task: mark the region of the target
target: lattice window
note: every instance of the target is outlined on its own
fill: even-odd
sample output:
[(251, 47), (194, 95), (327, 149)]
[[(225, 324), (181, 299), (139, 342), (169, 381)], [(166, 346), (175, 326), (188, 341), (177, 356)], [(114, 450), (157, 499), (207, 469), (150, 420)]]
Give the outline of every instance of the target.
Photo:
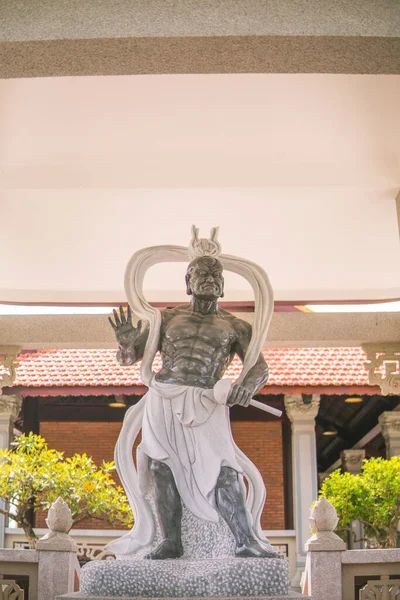
[(360, 590), (360, 600), (400, 600), (400, 579), (382, 575), (379, 580), (367, 581)]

**********

◆ PROBLEM REQUIREMENTS ◆
Can you copy out the entries above word for word, leaving out the pictures?

◆ FULL OUTPUT ◆
task: mark the region of the target
target: lattice window
note: every instance of the target is outlined on its own
fill: even-odd
sample output:
[(251, 47), (194, 95), (327, 149)]
[[(225, 324), (181, 299), (139, 342), (169, 381)], [(166, 346), (175, 326), (188, 341), (177, 356)], [(114, 450), (157, 499), (207, 469), (150, 420)]]
Give the outline of every instance of the target.
Photo:
[(360, 590), (360, 600), (400, 600), (400, 579), (382, 575), (379, 580), (367, 581)]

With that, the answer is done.